**Source document:**

=== Section Start ===

Almost a year ago I wrote an article about congestion bottlenecks in Brocade switches. I said you should avoid them, because they mean that you probably have no redundancy because of too much workload or you don't use it properly. You can use the bottleneckmon to detect them. On the other hand I cared much more about latency bottlenecks, often caused by slow drain devices and their implications. And so I do today.
Well...stop! Didn't you talk about congestion bottlenecks?
Yes! Today I want to explain how a congestion bottleneck could cause the exact same symptoms on the devices like a latency bottleneck - and exactly the same performance degradations. This is how it happens. In the middle you see a SAN director with 2 portcards and 2 core cards. While the devices are connected to the portcards, the core cards provide the backend connections between them. They are internally connected via the backplane. So for example host 1's way over there to the storage array A would traverse the portcard, then one of the both core cards and leaves the other portcard until it reaches storage array A. It could even be that two devices connected to the same portcard have to go over the core cards, because so called local switching is only done within an ASIC and a portcard could have more than one depending on the number of ports.

=== Section End ===

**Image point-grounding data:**
=== Section Start ===

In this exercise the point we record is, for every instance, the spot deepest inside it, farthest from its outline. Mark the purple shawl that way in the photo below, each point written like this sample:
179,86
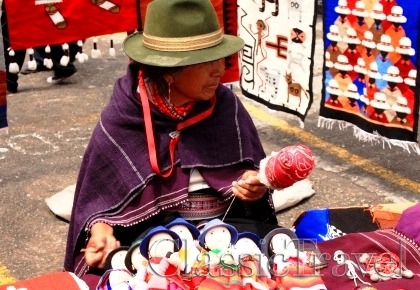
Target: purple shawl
115,170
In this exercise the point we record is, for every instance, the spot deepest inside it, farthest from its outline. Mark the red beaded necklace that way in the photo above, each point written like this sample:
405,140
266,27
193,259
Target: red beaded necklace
165,106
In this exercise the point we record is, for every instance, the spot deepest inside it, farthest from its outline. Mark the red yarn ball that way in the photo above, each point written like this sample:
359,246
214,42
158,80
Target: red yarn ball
290,165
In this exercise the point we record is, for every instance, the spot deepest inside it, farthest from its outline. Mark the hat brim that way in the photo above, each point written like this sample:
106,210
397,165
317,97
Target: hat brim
351,40
397,19
232,230
374,75
134,48
387,48
144,244
252,236
108,259
388,78
128,263
265,243
410,82
409,51
181,222
334,91
369,44
378,16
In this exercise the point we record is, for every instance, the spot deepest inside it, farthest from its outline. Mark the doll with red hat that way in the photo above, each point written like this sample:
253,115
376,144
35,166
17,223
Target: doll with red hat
160,247
188,251
253,264
288,263
220,261
188,234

=== Section End ===

**Directions:**
• A. Copy the passage of the article on Brocade switch bottlenecks starting at "Almost a year" and ending at "about congestion bottlenecks?".
• B. According to the article on Brocade switch bottlenecks, what provides the backend connections between the portcards in the SAN director?
• C. Carry on the article on Brocade switch bottlenecks from its final sentence.

**Set of answers:**
• A.
Almost a year ago I wrote an article about congestion bottlenecks in Brocade switches. I said you should avoid them, because they mean that you probably have no redundancy because of too much workload or you don't use it properly. You can use the bottleneckmon to detect them. On the other hand I cared much more about latency bottlenecks, often caused by slow drain devices and their implications. And so I do today.
Well...stop! Didn't you talk about congestion bottlenecks?

• B. The core cards.

• C.
Now please meet host 2. Host 2 is a wonderful modern server. One of the work horses of the datacenter. It's fully packed with virtual machines, but its many cores and memory, as well as its state-of-the-art HBA, provide enough horsepower to cope with the workload. This baby is more than capable to do the work and it's in no way a slow drain device. It's zoned and mapped to the storage arrays A, B, C and D and it uses them heavily, mostly for read operations. The green tiny bars are read requests and as you see in the next picture it sends them to all of them, all of the time.
Of course the other hosts send requests, too, but let's focus on our diligent host 2. Yes, the pictures are too simplistic, but I'm sure you'll get the point. On the next one you see the first responses flowing back to host 2. Communicating with several storage arrays the link towards host 2 is used heavily, but host 2 is processing the incoming frames quickly and gives buffer credits back to the switch in proper time. So far so good.
But the more and longer the link utilization is very high, the more likely the following will happen if you enabled bottleneckmon with alerting:
2013/09/07-12:07:11, [AN-1004], 7002, SLOT 7 | FID 128, WARNING, FAB1DOM5, Slot 2, port 14 is a congestion bottleneck. 99.67 percent of last 300 seconds were affected by this condition.
If you didn't enable bottleneckmon, the congestion bottleneck would still be there... you just wouldn't know it.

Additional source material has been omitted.